**Exercise goal:** Copy out the final stretch of the listing: the line that contains "task | indicate the black folding" and all lines after it, exactly as they appear.

**Stored items:**
* * * * *

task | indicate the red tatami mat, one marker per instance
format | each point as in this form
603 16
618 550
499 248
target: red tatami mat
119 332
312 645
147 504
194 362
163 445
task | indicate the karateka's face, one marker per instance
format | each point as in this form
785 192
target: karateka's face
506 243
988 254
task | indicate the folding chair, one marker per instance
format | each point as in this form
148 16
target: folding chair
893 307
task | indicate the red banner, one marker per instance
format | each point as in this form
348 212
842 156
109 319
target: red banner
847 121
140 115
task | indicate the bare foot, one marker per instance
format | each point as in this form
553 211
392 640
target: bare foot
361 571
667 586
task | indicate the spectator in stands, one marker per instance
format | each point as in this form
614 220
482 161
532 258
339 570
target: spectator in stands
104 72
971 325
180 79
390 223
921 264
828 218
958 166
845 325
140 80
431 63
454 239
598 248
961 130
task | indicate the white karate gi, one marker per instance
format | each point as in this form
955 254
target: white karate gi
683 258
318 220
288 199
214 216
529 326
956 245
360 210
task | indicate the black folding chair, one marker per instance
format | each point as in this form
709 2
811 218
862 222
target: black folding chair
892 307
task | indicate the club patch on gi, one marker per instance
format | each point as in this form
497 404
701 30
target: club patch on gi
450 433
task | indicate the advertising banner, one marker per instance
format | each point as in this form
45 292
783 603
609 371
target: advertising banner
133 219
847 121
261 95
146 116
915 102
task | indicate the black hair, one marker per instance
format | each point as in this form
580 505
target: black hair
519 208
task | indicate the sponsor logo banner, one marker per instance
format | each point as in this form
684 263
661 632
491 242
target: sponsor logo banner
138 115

* * * * *

**Exercise solution:**
task | indicate the black folding chair, one marker per instance
format | each point as in this form
709 2
811 218
862 222
target: black folding chair
892 307
task | indicate the club patch on gi, one marker per instance
format | each point as in this form
497 404
701 30
target: club patch on gi
450 433
task | indicate the advertising banner, one marker per instance
format | each point as in this form
45 292
783 603
609 371
target: advertising banner
133 219
847 121
261 95
146 116
915 102
task | indicate the black hair, one marker per instance
format | each point as in this form
580 505
target: black hair
519 208
task | indicate the sponsor logo banner, one marker per instance
format | each point as in this form
684 263
661 632
491 242
target: sponsor logo banner
138 115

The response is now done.